+++ Passage provided

Tuesday, November 21, 2023

Today is a sad day. 

 November 21, 2023

 Today I have decided not to sculpt anymore, and to destroy all of the pieces I am working on and those in the studio that are finished but not cast.

This is not an easy decision, but one I have thought about for the last year. 

It started over a year ago when I was very sick and almost lost my life. Thankfully I had good doctors and survived, but my mind has never fully recovered. I am still fuzzy and can't concentrate more than a few hours a day, and have lost a fair bit of energy. At 73, they say this is my new normal. Plus when I contacted the foundries I have been working with for decades, I found the costs of casting my work more than doubled in the last few years. 

For those who don't know the process, the artist pays the foundry costs up front to make the molds and cast the work into bronze. The artist doesn't get paid until the work sells, so we have to front the costs for who knows how long. A lot of money out, none in. Work that was to cost $2500 from the foundry a few years ago was now almost $5000. I have seven pieces ready to be cast.

++++++
+++ Records supplied

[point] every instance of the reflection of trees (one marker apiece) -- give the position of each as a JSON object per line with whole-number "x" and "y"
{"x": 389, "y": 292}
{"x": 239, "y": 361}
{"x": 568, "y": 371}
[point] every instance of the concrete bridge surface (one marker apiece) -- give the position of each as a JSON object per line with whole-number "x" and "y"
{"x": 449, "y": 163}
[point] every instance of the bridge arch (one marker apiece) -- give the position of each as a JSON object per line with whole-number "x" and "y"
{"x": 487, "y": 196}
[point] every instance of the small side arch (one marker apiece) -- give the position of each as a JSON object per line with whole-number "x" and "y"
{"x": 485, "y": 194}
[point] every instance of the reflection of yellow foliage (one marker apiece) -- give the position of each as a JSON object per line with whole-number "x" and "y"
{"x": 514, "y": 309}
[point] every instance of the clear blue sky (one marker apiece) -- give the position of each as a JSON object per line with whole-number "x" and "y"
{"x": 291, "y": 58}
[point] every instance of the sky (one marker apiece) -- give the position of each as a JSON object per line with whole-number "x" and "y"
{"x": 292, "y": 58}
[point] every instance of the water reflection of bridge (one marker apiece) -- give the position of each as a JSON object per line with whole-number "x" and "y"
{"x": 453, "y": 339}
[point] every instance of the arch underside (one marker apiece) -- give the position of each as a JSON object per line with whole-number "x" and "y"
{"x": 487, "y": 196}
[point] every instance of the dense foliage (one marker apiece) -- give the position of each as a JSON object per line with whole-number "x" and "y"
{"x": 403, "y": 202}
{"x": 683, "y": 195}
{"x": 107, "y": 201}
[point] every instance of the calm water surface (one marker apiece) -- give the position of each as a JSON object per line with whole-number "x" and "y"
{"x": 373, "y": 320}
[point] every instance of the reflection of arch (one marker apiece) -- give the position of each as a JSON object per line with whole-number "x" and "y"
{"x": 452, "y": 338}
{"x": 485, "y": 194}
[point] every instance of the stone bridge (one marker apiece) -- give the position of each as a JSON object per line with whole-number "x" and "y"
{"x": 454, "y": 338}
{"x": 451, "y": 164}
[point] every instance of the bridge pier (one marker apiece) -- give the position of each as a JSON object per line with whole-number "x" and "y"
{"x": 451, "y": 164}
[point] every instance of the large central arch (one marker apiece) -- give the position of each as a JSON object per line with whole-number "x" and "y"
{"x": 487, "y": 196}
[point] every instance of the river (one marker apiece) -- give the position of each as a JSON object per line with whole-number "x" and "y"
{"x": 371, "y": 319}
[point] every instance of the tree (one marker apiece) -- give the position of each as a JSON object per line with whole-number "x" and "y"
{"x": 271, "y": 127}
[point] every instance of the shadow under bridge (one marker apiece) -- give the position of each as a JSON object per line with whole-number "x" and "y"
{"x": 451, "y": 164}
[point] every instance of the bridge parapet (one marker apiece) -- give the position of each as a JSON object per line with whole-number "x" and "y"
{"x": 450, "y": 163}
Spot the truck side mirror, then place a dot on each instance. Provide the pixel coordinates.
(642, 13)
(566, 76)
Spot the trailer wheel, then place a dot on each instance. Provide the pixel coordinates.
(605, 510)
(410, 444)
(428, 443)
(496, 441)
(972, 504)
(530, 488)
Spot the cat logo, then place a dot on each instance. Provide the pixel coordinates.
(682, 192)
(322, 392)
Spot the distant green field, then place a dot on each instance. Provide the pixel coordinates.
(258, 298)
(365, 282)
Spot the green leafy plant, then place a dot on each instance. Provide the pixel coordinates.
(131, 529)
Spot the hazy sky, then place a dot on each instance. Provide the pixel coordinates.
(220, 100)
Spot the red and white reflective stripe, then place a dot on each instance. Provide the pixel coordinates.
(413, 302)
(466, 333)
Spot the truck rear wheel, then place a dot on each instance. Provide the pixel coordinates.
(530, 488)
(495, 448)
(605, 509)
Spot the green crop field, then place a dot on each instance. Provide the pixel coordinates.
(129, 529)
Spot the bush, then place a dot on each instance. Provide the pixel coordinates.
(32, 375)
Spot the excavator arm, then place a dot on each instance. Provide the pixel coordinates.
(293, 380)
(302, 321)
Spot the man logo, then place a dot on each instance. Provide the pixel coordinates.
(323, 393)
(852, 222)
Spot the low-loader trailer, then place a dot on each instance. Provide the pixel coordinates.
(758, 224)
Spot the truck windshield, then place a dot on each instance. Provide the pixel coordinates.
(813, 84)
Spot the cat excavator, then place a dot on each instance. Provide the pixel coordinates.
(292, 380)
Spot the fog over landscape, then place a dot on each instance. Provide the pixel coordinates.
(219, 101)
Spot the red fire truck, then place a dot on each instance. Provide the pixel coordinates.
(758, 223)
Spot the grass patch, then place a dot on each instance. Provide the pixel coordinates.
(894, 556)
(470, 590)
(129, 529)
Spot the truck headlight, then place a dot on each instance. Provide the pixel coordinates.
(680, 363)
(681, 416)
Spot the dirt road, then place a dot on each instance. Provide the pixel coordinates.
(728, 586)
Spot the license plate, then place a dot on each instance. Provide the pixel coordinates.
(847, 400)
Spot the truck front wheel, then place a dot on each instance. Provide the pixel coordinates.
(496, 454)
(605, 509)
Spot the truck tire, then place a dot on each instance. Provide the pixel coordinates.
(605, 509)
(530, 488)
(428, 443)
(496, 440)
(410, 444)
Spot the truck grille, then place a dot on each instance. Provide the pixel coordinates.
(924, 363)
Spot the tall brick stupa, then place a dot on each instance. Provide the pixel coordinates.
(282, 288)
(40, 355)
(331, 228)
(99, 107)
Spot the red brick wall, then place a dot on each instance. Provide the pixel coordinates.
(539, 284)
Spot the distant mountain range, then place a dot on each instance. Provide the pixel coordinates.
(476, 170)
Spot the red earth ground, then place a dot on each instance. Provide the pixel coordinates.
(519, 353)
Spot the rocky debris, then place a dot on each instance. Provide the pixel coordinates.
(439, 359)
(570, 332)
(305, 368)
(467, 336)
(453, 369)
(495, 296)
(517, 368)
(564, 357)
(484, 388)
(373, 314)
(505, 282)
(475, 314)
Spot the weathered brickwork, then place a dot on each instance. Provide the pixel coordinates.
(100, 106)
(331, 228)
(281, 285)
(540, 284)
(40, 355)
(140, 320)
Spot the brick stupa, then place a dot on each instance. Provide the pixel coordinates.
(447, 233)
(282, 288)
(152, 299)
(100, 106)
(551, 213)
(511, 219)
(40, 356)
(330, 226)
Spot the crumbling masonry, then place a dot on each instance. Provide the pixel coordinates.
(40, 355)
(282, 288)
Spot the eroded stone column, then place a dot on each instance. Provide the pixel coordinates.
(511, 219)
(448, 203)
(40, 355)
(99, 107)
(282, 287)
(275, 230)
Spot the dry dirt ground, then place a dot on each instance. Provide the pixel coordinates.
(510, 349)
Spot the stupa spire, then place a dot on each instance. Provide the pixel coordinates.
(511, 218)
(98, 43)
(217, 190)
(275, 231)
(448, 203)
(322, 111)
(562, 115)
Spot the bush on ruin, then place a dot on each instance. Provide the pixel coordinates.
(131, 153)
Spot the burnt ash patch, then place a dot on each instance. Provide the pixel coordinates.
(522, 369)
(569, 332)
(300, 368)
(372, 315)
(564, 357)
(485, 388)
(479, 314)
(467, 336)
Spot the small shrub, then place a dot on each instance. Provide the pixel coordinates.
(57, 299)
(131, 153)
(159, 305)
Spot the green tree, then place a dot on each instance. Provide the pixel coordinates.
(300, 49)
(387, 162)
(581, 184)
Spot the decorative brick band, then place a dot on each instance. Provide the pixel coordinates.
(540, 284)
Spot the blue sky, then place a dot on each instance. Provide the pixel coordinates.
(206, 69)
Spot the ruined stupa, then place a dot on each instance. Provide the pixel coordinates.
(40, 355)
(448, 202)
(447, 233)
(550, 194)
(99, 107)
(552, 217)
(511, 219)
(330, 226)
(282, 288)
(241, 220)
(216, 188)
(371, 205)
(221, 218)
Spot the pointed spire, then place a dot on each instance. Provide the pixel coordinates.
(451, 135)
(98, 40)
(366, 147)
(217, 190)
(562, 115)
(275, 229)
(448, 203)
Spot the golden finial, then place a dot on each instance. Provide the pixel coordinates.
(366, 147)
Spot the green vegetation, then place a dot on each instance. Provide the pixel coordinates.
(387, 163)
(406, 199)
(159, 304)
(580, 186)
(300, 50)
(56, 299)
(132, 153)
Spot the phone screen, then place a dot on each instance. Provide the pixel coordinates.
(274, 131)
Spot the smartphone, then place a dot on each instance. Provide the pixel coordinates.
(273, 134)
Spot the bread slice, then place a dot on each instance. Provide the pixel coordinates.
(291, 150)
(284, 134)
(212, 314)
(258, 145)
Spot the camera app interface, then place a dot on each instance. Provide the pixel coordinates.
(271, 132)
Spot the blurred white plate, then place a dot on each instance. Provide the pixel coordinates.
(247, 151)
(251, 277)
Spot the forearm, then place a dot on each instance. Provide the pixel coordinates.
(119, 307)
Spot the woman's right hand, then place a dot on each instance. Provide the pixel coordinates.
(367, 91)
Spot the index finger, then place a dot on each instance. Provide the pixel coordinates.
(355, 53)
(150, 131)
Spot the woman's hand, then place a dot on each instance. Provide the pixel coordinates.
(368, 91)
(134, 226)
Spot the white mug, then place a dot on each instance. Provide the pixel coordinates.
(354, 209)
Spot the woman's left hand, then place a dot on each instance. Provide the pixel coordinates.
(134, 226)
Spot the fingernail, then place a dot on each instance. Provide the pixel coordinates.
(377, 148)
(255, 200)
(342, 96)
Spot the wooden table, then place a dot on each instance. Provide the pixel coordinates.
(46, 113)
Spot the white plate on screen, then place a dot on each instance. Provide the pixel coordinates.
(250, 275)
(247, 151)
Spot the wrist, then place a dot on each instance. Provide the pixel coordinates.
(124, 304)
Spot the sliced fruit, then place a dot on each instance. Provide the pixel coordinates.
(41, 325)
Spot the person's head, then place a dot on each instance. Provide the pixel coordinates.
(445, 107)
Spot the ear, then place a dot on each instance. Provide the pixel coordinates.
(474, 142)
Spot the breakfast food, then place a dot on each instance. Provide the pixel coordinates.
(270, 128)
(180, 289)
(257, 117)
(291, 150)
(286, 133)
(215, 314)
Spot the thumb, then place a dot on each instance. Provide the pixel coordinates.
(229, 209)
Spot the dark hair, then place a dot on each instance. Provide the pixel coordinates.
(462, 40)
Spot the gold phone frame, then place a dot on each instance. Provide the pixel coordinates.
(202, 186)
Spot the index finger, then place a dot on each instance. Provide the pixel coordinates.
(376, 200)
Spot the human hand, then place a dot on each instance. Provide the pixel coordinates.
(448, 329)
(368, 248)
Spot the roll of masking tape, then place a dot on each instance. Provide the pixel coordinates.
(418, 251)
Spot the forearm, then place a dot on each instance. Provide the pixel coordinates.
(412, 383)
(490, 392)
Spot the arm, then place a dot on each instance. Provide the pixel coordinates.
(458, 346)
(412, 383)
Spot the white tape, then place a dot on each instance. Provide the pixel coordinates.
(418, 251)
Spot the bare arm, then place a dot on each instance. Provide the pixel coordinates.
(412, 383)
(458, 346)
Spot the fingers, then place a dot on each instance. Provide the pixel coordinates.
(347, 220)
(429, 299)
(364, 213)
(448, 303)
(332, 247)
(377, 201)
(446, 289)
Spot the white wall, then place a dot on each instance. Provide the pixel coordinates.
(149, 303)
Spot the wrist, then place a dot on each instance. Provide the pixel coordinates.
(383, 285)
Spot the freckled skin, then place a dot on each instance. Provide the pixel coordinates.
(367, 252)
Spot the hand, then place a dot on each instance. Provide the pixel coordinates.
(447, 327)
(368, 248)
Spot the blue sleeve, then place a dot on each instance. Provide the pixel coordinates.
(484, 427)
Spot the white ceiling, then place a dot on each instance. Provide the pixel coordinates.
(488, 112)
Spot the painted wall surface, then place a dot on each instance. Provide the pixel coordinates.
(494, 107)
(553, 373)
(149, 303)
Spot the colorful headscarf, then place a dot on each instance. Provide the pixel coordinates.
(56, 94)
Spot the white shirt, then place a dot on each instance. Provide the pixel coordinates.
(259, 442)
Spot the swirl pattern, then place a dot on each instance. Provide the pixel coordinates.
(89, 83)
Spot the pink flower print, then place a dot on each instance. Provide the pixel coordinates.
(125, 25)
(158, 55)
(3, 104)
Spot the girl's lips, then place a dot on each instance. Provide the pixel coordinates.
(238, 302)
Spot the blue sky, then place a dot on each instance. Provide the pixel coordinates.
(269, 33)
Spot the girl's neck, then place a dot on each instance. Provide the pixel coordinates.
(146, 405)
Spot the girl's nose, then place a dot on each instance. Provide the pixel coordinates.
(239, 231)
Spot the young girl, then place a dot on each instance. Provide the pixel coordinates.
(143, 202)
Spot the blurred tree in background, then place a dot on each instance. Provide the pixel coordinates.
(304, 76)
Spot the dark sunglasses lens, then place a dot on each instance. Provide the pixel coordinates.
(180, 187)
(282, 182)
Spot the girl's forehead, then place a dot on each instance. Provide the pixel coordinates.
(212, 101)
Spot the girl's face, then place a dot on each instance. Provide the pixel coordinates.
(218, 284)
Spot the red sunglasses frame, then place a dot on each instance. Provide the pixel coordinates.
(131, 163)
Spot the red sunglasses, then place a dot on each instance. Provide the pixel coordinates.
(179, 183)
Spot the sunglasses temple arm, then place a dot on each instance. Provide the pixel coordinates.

++++++

## Required task A
Copy the blog post word for word from "Today is a sad" to "but not cast.".
## Required task B
Answer these questions using the blog post:
(i) For how long has the writer been thinking about the decision?
(ii) How old is the writer?
(iii) How many pieces does the writer have ready to be cast?

## Task response A
Today is a sad day. 

 November 21, 2023

 Today I have decided not to sculpt anymore, and to destroy all of the pieces I am working on and those in the studio that are finished but not cast.

## Task response B
(i) For the last year.
(ii) 73.
(iii) Seven.